To do —
Copy the lines below word for word, from the first to the last.

Records provided —
——
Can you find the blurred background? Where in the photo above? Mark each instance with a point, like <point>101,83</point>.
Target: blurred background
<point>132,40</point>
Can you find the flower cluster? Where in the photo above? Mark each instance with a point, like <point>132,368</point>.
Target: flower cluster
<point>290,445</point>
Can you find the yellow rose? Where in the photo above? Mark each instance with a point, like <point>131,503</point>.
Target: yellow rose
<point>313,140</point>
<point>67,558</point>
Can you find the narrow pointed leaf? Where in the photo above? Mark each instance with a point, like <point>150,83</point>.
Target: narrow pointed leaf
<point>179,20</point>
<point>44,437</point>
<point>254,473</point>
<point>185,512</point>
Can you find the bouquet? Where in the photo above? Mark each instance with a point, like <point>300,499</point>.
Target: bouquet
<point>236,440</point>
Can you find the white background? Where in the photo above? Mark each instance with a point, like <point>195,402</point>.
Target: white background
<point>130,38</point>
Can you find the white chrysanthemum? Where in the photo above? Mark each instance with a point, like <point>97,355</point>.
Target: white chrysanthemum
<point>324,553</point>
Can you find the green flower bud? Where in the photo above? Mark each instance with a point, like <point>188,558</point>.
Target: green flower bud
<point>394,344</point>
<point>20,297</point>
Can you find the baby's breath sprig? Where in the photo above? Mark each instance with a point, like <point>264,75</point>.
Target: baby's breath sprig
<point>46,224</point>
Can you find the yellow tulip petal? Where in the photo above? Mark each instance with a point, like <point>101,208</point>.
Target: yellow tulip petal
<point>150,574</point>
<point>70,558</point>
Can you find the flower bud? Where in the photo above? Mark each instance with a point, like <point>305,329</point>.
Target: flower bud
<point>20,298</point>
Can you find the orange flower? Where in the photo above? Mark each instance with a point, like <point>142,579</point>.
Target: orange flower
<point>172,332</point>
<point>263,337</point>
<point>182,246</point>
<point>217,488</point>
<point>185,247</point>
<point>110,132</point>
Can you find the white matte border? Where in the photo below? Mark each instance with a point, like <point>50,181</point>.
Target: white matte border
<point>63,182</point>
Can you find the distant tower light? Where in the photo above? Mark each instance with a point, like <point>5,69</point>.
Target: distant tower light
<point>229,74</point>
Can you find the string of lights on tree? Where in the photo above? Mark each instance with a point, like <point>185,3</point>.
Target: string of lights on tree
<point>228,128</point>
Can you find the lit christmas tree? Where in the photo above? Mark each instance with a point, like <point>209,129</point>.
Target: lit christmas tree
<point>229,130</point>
——
Task response —
Can you find the blurred background? Where in the photo above? Mark each instance with a point, like <point>101,83</point>.
Target: blurred background
<point>132,40</point>
Can you find the flower cluster? Where in the photo above? Mark each instance with a point, like <point>132,368</point>.
Target: flower cluster
<point>290,445</point>
Can you find the yellow rose? Where in the photo above? Mark each instance with a point, like <point>131,503</point>.
Target: yellow rose
<point>313,140</point>
<point>67,558</point>
Can you find the narrow pointed leaf? Where in the photo above? Mark each instance with a point, like <point>150,83</point>.
Target: narrow pointed leaf
<point>179,20</point>
<point>44,437</point>
<point>254,473</point>
<point>185,512</point>
Can you find the bouquet? Where in the photo above? Mark each instance with a point, like <point>300,499</point>.
Target: bouquet
<point>236,440</point>
Can you find the white background? Where in the photo above? Mark each instance with a point, like <point>195,402</point>.
Target: white background
<point>130,38</point>
Can you find the white chrysanthemum? Where in the photo above? Mark each instance with a point, like <point>97,355</point>.
Target: white chrysanthemum
<point>324,553</point>
Can you find the green flower bud? Where in the photo above? Mark each instance with a point, like <point>188,558</point>.
Target: green flower bud
<point>394,344</point>
<point>20,297</point>
Can you find the baby's breath sprig? Where in the photo above? Mark each instance with a point, like <point>264,75</point>.
Target: baby's breath sprig
<point>46,224</point>
Can you find the yellow tulip petal? Where in the photo above? Mark each instance with a point, like <point>101,208</point>.
Target: yellow tulip petal
<point>150,574</point>
<point>70,558</point>
Can you find the flower bud? Where in the photo above? Mark each instance with a point, like <point>305,329</point>.
Target: flower bud
<point>20,298</point>
Can you find the orange flower? Where in the photo above? Mark each instance with a point, like <point>142,579</point>.
Target: orange flower
<point>172,332</point>
<point>263,337</point>
<point>182,246</point>
<point>217,488</point>
<point>185,247</point>
<point>110,132</point>
Can you find the white matte border? Where in the photo below? Mark each instance with a point, like <point>50,181</point>.
Target: white matte border
<point>63,182</point>
Can you find the distant tower light? Where in the photo above? Mark each instance with a point, like <point>5,69</point>.
Target: distant tower light
<point>229,74</point>
Can you find the string of lights on tree? Where in the photo above? Mark each instance with a point, like <point>185,3</point>.
Target: string of lights on tree
<point>228,128</point>
Can you find the lit christmas tree? Where in the photo above? Mark each instance with a point, like <point>209,129</point>.
Target: lit christmas tree
<point>229,130</point>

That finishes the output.